Given records:
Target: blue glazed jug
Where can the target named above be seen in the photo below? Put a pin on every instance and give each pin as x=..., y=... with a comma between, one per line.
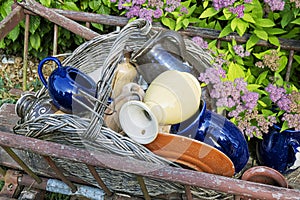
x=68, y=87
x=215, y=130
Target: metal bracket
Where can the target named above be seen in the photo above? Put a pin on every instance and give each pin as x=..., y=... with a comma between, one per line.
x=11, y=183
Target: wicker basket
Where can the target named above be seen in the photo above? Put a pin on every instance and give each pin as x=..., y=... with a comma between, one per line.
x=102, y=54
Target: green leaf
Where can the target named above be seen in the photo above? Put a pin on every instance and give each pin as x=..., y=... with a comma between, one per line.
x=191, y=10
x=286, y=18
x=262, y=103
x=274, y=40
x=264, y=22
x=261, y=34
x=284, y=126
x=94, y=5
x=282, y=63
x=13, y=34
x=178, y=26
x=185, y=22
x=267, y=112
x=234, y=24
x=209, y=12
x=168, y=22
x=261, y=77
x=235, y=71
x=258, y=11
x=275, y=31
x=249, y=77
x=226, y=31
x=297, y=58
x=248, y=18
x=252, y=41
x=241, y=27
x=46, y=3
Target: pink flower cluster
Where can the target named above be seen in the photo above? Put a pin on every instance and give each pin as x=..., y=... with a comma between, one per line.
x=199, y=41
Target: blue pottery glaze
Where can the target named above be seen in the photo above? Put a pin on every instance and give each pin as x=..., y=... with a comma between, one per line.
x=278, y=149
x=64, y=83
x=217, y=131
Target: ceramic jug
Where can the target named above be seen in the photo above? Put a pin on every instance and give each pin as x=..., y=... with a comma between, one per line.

* * *

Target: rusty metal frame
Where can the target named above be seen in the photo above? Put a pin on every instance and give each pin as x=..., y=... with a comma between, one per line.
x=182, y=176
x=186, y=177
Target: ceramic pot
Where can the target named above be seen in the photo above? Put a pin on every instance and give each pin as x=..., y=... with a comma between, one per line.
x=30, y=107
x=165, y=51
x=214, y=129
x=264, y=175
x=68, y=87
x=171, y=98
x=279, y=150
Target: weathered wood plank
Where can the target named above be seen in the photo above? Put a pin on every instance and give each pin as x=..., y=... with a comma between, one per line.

Written instruction:
Reproduce the records verbatim, starting at the line containing "Target: metal bracket" and ending at the line containing "x=102, y=54", both included.

Full answer:
Target: metal bracket
Where can the target named above be seen in the photo above? Put a pin on every instance and give each pin as x=..., y=... with a comma between, one per line.
x=11, y=183
Target: wicker basket
Where can the target named above be seen in the photo above? Put a pin on every instance and give each pin as x=..., y=... with a comma between, one per line.
x=102, y=54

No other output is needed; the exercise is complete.